Image region labeling records:
━━━

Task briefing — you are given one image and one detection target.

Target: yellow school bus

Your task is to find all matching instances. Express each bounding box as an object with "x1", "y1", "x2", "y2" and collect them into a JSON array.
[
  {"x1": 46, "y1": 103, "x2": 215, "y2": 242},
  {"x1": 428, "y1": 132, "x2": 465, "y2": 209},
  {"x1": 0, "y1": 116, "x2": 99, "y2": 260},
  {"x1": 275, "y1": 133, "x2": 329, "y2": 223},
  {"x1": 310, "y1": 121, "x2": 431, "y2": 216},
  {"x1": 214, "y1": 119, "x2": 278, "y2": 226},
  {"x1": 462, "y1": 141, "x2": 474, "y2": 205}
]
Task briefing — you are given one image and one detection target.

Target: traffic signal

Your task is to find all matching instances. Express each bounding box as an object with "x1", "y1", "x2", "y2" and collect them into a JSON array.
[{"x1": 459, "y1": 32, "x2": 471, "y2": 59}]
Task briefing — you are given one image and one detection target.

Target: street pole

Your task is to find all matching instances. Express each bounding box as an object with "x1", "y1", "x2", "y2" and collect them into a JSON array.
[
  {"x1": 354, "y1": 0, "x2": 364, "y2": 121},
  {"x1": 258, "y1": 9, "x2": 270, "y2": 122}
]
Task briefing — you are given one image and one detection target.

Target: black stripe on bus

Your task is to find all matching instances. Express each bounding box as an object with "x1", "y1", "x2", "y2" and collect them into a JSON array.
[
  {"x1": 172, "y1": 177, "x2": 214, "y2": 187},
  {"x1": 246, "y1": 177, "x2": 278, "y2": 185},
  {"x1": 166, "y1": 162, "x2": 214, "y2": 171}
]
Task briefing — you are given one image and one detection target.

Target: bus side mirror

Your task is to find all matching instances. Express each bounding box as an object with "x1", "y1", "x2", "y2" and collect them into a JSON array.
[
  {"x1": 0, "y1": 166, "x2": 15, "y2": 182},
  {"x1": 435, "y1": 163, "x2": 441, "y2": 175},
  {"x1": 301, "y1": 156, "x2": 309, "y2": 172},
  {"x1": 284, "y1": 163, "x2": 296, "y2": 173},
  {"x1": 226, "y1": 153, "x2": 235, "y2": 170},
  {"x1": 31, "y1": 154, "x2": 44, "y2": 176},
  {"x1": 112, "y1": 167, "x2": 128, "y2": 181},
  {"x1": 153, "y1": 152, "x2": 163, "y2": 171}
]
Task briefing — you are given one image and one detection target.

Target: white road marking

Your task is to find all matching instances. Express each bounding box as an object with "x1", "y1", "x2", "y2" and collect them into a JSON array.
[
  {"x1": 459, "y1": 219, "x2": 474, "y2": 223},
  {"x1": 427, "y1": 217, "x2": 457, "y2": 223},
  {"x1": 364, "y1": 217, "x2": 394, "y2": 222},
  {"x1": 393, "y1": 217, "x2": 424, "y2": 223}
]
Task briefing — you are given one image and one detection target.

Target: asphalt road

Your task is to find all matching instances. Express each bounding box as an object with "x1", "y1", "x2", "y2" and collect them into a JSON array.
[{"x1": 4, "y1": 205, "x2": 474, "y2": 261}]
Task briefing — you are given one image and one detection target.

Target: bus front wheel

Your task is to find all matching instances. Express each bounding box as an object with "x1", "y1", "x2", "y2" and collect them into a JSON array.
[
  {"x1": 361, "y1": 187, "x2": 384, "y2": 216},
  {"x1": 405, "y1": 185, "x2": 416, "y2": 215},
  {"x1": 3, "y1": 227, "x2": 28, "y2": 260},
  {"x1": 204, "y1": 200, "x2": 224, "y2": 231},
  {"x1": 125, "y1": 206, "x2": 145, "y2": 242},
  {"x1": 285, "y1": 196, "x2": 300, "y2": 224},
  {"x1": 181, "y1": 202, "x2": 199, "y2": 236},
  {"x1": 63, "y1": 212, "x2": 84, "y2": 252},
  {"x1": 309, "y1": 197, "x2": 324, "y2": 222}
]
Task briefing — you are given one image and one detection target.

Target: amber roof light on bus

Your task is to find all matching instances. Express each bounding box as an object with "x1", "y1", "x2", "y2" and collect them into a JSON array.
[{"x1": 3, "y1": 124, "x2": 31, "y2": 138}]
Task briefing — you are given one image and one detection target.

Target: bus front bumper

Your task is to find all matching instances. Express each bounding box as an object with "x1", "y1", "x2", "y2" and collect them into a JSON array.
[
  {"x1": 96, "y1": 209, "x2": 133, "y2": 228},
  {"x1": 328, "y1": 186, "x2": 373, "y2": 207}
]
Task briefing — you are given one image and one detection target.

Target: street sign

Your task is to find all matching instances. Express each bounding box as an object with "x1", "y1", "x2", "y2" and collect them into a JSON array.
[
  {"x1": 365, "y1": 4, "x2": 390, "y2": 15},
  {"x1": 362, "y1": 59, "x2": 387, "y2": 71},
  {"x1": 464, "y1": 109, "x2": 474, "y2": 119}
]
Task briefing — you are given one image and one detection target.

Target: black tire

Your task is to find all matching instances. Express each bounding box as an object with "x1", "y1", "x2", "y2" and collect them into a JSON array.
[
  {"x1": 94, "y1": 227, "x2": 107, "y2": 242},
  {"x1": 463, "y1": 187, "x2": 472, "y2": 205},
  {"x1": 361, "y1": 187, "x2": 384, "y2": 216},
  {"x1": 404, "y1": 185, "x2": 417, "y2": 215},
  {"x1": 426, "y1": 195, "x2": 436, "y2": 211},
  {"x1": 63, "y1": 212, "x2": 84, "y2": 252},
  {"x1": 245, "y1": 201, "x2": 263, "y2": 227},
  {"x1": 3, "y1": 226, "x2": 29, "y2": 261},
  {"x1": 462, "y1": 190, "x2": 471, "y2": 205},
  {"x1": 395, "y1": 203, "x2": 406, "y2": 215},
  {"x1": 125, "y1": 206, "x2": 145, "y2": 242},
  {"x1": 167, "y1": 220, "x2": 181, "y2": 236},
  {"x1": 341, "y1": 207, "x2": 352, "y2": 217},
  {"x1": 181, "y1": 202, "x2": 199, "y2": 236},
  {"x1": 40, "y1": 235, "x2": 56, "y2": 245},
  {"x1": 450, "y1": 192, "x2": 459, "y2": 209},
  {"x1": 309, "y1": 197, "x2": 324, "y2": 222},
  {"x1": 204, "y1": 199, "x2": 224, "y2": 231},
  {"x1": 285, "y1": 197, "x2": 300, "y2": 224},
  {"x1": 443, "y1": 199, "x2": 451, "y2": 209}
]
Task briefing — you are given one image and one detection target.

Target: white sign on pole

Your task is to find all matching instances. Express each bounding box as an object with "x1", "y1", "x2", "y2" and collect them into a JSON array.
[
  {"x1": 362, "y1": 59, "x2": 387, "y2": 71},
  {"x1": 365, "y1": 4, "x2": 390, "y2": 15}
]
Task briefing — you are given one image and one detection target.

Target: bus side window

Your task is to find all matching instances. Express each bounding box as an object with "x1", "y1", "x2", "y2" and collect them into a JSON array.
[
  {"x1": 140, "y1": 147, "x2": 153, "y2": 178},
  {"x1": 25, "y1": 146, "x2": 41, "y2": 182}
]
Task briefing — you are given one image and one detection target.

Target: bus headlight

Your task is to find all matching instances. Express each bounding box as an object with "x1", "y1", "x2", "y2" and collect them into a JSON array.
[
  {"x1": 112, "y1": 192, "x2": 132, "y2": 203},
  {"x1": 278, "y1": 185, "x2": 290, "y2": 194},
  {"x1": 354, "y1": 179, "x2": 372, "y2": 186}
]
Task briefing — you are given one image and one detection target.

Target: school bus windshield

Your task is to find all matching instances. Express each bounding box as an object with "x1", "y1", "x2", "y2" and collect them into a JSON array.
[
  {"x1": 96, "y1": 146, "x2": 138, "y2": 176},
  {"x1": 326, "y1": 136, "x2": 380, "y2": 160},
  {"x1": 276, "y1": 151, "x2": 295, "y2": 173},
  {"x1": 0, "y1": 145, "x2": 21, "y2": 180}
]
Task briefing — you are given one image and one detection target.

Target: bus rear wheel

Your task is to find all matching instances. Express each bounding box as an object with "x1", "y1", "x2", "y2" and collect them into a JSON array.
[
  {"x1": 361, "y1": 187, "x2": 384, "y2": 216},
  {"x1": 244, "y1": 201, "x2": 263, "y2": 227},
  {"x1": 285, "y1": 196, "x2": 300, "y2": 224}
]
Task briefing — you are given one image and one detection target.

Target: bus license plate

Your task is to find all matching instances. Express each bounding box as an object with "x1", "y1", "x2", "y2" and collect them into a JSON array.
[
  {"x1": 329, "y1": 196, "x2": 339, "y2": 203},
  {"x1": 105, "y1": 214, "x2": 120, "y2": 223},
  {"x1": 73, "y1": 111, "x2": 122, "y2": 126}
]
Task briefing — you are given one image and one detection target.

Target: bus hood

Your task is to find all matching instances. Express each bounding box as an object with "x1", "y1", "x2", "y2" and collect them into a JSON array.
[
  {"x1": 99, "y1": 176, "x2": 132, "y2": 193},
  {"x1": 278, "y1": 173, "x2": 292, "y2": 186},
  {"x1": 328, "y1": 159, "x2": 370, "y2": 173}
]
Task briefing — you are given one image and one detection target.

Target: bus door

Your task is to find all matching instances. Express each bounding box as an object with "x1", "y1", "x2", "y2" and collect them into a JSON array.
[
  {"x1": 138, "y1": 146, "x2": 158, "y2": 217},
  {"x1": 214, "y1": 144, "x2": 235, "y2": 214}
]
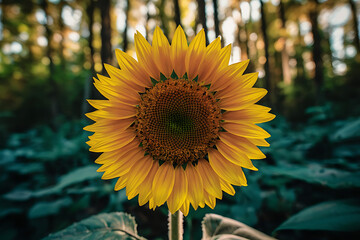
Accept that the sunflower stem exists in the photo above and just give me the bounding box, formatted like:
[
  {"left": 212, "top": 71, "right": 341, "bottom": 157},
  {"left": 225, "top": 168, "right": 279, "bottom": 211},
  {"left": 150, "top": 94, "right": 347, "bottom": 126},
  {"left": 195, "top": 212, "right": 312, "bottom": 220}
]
[{"left": 169, "top": 211, "right": 184, "bottom": 240}]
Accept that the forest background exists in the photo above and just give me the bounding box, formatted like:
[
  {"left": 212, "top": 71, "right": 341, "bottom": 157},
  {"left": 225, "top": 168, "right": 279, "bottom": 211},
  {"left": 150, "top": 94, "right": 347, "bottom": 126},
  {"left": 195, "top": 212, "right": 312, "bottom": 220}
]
[{"left": 0, "top": 0, "right": 360, "bottom": 240}]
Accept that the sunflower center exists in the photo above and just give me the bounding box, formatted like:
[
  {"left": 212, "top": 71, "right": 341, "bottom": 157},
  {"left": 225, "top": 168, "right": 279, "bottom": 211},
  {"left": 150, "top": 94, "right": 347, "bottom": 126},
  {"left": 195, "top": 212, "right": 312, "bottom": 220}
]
[{"left": 135, "top": 79, "right": 221, "bottom": 165}]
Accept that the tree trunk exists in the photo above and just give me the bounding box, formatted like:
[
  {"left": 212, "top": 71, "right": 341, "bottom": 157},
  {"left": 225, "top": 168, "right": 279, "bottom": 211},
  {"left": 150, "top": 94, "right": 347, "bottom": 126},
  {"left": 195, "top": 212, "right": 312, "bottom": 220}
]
[
  {"left": 59, "top": 0, "right": 66, "bottom": 70},
  {"left": 309, "top": 0, "right": 324, "bottom": 104},
  {"left": 81, "top": 0, "right": 95, "bottom": 116},
  {"left": 99, "top": 0, "right": 113, "bottom": 74},
  {"left": 197, "top": 0, "right": 209, "bottom": 45},
  {"left": 349, "top": 0, "right": 360, "bottom": 54},
  {"left": 279, "top": 0, "right": 291, "bottom": 85},
  {"left": 174, "top": 0, "right": 182, "bottom": 27},
  {"left": 159, "top": 0, "right": 169, "bottom": 39},
  {"left": 123, "top": 0, "right": 130, "bottom": 52},
  {"left": 294, "top": 21, "right": 305, "bottom": 85},
  {"left": 41, "top": 0, "right": 59, "bottom": 129},
  {"left": 213, "top": 0, "right": 221, "bottom": 37},
  {"left": 260, "top": 0, "right": 274, "bottom": 103}
]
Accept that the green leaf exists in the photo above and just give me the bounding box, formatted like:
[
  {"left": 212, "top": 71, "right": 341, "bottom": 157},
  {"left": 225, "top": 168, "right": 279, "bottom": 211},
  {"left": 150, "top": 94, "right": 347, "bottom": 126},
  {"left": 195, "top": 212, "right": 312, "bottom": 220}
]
[
  {"left": 44, "top": 212, "right": 144, "bottom": 240},
  {"left": 202, "top": 214, "right": 275, "bottom": 240},
  {"left": 275, "top": 199, "right": 360, "bottom": 231},
  {"left": 332, "top": 119, "right": 360, "bottom": 141},
  {"left": 28, "top": 197, "right": 72, "bottom": 219},
  {"left": 262, "top": 164, "right": 360, "bottom": 189},
  {"left": 33, "top": 165, "right": 101, "bottom": 197},
  {"left": 3, "top": 190, "right": 32, "bottom": 201}
]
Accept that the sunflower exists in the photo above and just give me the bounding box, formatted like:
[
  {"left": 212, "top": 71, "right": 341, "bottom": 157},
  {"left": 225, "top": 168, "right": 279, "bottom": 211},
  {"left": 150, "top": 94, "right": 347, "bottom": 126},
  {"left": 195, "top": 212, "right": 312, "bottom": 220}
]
[{"left": 84, "top": 27, "right": 274, "bottom": 216}]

━━━

Please return, unchanged, every line from the one containing "Accept that the sunflower exists" through the end of the records, including both of those ends.

_FINISHED EXERCISE_
Accept that the sunflower exists in the photo above and just give me the bounding box, formatted like:
[
  {"left": 212, "top": 71, "right": 341, "bottom": 157},
  {"left": 225, "top": 168, "right": 279, "bottom": 211},
  {"left": 150, "top": 94, "right": 347, "bottom": 126},
  {"left": 195, "top": 212, "right": 312, "bottom": 220}
]
[{"left": 84, "top": 27, "right": 274, "bottom": 216}]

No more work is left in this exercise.